* _Alıştırmalar_
• a. Pişmanlık yasasını anlatan metne göre, 1953'te hazırlanan bu yasadan kim yararlanmıştır?
• b. Kayıtlarda "cliff" dizesini içeren bütün satırları derle; büyük ve küçük harf farkını gözet.

* _Kaynak Metin_
Beş yıl sonra 1951 yılında yapılan TKP tevkifatında tütün işçileri de tutuklanmıştır. Davalar sürerken 1953 yılında hükumet bir pişmanlık yasası hazırlar. Yasanın özü, pişmanlığı ifade ederken davadan dönme anlamına gelen bir pişmanlık cümlesinin kurulmasıdır. Bu yasadan Partinin eğitimli kesimi yararlanır. Roman tütün işçilerinden hiç kimse o cümleyi kurmaz ve dolayısıyla pişmanlık yasasından yararlanmaz.

* _Nesne işaretleme veri kümesi satırları_
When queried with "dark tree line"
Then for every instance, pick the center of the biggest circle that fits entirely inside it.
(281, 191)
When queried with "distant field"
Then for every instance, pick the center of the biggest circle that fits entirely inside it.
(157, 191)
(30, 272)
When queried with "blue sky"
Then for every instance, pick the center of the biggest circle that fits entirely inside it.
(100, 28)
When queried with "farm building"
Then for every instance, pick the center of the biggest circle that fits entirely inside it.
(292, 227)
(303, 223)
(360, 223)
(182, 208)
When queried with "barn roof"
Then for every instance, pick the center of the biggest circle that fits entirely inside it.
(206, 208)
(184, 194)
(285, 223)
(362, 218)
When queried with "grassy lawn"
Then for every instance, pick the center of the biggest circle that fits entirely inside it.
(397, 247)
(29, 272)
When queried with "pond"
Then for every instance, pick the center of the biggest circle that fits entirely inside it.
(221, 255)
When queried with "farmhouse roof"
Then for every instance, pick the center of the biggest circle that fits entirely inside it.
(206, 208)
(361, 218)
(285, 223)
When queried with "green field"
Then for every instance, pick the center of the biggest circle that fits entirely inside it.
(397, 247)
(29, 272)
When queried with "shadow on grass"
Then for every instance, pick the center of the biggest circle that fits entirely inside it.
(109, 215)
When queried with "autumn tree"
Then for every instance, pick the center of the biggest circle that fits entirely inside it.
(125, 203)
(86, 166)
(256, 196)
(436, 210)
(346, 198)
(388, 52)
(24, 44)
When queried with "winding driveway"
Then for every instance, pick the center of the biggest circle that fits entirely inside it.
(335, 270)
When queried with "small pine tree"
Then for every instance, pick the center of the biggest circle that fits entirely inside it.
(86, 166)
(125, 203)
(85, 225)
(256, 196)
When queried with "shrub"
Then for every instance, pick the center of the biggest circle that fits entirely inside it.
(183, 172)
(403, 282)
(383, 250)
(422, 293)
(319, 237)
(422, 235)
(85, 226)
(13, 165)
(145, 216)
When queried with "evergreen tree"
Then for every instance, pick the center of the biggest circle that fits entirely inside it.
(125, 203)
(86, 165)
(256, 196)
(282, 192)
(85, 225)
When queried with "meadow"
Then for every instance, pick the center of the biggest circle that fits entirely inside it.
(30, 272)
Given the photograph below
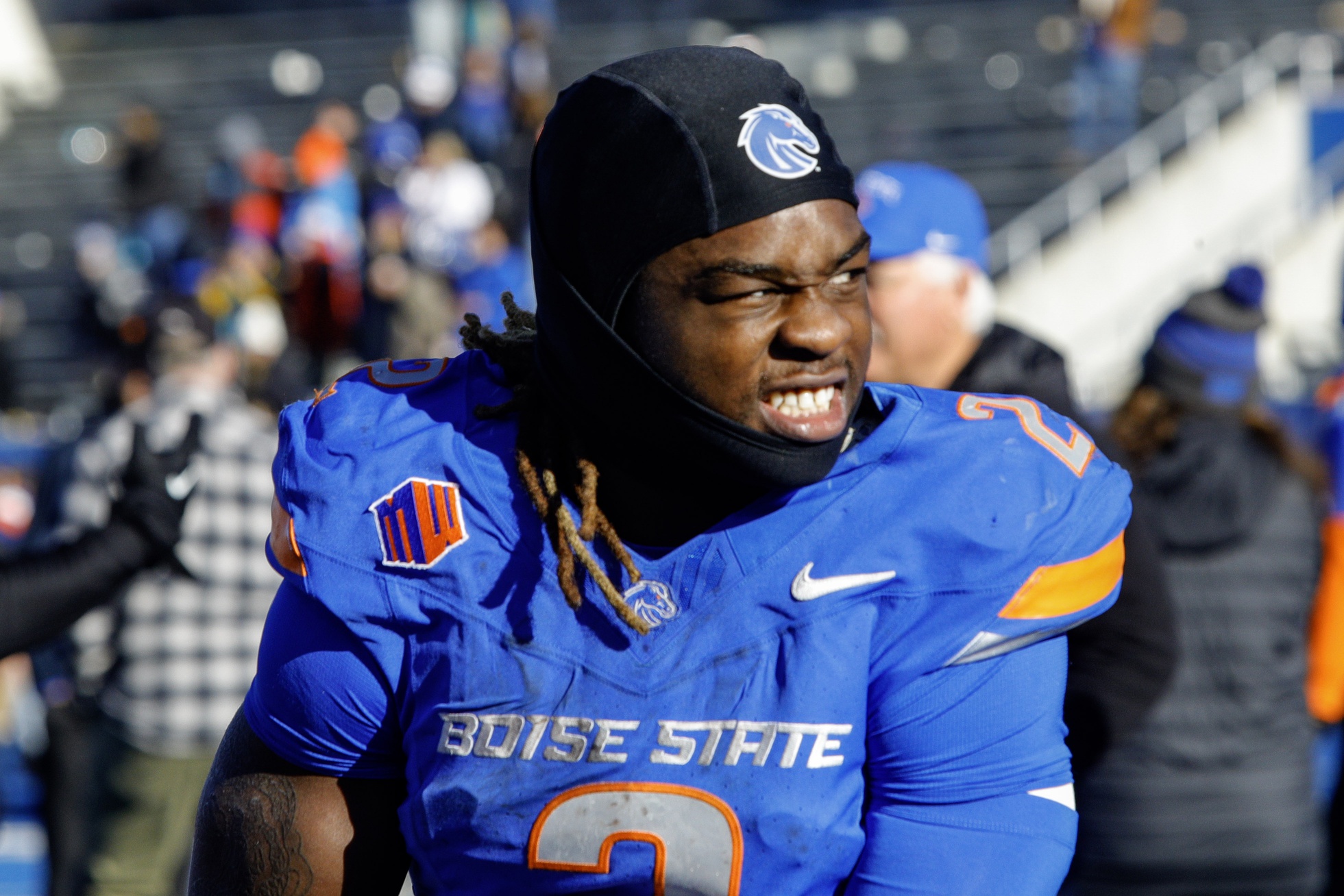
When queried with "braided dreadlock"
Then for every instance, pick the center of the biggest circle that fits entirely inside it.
(550, 464)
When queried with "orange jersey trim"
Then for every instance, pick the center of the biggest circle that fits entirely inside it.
(1065, 588)
(282, 542)
(1325, 634)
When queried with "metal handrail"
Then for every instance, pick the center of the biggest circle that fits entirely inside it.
(1143, 155)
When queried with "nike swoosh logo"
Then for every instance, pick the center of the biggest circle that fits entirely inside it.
(179, 486)
(808, 588)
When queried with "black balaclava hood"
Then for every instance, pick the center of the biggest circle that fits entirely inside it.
(635, 160)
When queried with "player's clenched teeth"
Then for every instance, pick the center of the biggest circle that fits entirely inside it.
(803, 402)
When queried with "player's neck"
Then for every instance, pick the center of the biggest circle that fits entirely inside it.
(664, 510)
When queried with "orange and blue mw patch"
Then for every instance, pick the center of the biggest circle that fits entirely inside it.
(418, 523)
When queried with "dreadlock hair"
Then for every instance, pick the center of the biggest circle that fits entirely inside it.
(551, 464)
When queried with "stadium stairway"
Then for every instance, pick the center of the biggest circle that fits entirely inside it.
(1221, 179)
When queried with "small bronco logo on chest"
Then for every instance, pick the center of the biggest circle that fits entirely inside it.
(418, 523)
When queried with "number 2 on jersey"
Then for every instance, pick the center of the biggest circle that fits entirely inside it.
(1075, 453)
(695, 836)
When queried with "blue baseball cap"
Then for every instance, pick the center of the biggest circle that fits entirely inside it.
(907, 207)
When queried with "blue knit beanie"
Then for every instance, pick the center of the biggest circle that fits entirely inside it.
(1205, 352)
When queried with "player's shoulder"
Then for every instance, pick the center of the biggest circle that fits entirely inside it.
(386, 433)
(386, 401)
(1008, 517)
(1019, 466)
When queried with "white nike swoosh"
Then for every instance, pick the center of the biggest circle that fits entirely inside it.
(808, 588)
(180, 485)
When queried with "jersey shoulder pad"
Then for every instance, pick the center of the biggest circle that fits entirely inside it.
(1026, 535)
(374, 472)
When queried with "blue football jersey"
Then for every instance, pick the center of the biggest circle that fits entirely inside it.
(848, 686)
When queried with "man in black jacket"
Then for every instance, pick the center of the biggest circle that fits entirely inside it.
(933, 313)
(42, 594)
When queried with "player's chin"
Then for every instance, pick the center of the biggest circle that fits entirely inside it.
(808, 423)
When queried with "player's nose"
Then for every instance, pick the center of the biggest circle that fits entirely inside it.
(812, 328)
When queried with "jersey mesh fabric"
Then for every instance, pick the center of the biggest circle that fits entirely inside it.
(475, 682)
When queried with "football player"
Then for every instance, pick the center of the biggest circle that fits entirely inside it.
(651, 593)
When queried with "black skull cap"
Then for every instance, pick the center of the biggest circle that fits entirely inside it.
(665, 147)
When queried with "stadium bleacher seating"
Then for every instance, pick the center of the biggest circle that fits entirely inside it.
(197, 70)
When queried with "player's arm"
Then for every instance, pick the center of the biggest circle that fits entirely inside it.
(267, 827)
(969, 782)
(306, 786)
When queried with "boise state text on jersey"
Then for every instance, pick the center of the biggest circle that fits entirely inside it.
(843, 683)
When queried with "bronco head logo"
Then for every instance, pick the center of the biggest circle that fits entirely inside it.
(777, 141)
(652, 602)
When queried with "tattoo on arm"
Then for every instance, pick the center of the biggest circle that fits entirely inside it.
(253, 824)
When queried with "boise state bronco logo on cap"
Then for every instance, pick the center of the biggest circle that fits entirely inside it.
(418, 523)
(777, 141)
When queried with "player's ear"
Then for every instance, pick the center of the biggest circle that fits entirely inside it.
(962, 286)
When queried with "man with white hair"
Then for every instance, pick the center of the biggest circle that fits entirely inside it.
(933, 321)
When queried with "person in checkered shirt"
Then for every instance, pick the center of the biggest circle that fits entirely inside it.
(179, 649)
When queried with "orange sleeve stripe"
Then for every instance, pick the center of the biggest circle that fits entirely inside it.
(1325, 634)
(282, 542)
(1064, 588)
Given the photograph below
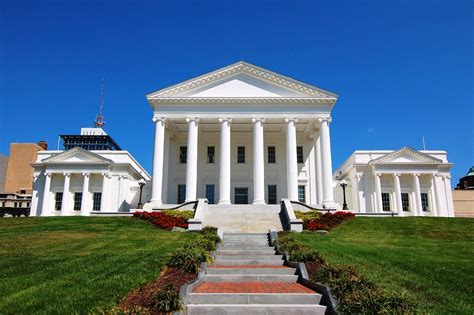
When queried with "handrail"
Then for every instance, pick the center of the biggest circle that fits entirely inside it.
(179, 206)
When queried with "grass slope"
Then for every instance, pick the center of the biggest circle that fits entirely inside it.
(77, 264)
(429, 259)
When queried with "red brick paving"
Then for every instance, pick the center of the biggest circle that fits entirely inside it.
(252, 287)
(249, 266)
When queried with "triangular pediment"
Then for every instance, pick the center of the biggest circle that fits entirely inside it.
(406, 156)
(242, 80)
(76, 155)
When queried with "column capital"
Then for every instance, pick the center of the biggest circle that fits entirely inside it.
(191, 119)
(225, 119)
(159, 119)
(325, 119)
(291, 119)
(258, 119)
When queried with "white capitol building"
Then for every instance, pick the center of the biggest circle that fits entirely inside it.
(243, 135)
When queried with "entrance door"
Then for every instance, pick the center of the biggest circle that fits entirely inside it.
(241, 195)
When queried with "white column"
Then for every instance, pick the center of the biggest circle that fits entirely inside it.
(191, 162)
(437, 196)
(46, 207)
(85, 209)
(224, 163)
(398, 194)
(416, 186)
(104, 195)
(378, 193)
(319, 175)
(291, 162)
(65, 202)
(158, 158)
(326, 165)
(449, 196)
(258, 162)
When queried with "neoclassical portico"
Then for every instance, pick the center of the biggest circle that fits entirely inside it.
(251, 119)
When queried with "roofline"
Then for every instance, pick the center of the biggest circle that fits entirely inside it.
(149, 95)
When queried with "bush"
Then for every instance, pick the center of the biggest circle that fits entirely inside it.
(189, 258)
(356, 294)
(166, 300)
(307, 215)
(184, 214)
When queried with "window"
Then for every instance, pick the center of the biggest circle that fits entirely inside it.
(183, 154)
(210, 194)
(211, 152)
(424, 202)
(96, 198)
(301, 193)
(299, 154)
(385, 201)
(271, 155)
(241, 195)
(77, 201)
(405, 202)
(181, 193)
(271, 194)
(58, 199)
(240, 155)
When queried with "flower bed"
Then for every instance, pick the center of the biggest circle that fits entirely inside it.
(167, 219)
(313, 220)
(162, 295)
(355, 294)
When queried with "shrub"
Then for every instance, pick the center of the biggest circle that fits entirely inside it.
(166, 300)
(189, 258)
(307, 215)
(185, 214)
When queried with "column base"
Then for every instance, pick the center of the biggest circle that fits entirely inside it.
(149, 206)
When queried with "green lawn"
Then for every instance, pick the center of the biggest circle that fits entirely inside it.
(77, 264)
(429, 259)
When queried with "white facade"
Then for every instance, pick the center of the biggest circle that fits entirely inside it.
(242, 112)
(406, 181)
(77, 182)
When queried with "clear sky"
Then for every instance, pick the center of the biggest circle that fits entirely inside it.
(402, 69)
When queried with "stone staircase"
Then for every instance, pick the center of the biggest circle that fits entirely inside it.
(243, 218)
(248, 277)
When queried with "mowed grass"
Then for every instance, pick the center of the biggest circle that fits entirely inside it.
(431, 260)
(78, 264)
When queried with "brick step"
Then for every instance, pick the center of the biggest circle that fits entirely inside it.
(224, 262)
(252, 256)
(283, 309)
(252, 271)
(250, 278)
(254, 298)
(265, 250)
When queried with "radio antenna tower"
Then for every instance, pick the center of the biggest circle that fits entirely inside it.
(99, 119)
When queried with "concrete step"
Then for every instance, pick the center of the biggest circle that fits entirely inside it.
(251, 271)
(260, 251)
(239, 262)
(251, 278)
(254, 298)
(249, 256)
(282, 309)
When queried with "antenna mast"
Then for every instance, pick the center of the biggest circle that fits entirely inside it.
(99, 119)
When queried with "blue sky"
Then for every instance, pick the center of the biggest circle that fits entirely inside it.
(402, 69)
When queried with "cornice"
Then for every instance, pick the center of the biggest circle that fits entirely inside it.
(244, 100)
(244, 68)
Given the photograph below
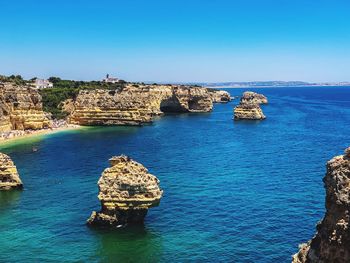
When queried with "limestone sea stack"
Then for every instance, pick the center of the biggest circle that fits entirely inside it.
(9, 178)
(219, 96)
(250, 97)
(249, 107)
(135, 104)
(332, 240)
(248, 112)
(126, 191)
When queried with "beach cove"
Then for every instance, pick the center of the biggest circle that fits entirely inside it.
(242, 191)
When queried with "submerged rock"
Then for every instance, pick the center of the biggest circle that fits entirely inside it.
(9, 178)
(332, 240)
(249, 107)
(126, 192)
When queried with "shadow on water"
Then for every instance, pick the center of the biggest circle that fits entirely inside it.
(9, 198)
(129, 244)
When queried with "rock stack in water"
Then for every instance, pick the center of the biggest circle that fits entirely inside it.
(249, 107)
(332, 240)
(9, 178)
(219, 96)
(126, 192)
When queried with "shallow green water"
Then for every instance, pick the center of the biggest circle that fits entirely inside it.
(234, 191)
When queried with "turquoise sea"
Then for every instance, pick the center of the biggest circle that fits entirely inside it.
(245, 191)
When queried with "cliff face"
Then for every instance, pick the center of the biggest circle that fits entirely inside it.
(21, 109)
(9, 178)
(249, 107)
(126, 192)
(332, 240)
(135, 105)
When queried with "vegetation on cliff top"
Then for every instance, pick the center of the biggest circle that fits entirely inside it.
(69, 89)
(62, 90)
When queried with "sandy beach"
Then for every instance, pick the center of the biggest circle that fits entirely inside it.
(15, 135)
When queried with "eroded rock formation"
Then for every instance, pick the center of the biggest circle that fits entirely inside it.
(9, 178)
(21, 109)
(250, 97)
(248, 112)
(249, 107)
(219, 96)
(126, 192)
(136, 105)
(332, 240)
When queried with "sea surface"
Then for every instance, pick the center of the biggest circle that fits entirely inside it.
(234, 191)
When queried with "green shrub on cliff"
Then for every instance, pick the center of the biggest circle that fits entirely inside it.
(68, 89)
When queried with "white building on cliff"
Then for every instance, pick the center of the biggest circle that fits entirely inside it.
(109, 79)
(42, 84)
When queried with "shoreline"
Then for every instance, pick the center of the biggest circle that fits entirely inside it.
(276, 87)
(35, 133)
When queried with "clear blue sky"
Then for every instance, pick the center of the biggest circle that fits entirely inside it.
(176, 40)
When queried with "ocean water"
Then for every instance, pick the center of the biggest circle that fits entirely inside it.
(245, 191)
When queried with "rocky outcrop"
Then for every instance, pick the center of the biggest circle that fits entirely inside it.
(126, 192)
(21, 109)
(9, 178)
(250, 97)
(248, 112)
(135, 105)
(249, 107)
(332, 240)
(219, 96)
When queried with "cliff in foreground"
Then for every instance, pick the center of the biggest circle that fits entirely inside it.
(21, 109)
(9, 178)
(138, 104)
(332, 240)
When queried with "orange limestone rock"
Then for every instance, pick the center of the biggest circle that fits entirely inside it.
(135, 104)
(9, 178)
(332, 240)
(249, 107)
(21, 109)
(126, 192)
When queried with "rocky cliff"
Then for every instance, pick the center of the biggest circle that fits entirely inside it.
(9, 178)
(332, 240)
(136, 104)
(126, 192)
(249, 107)
(21, 109)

* _Çözümler_
• a. Partinin eğitimli kesimi.

• b.
When queried with "cliff face"
When queried with "vegetation on cliff top"
When queried with "green shrub on cliff"
When queried with "white building on cliff"
When queried with "cliff in foreground"
When queried with "rocky cliff"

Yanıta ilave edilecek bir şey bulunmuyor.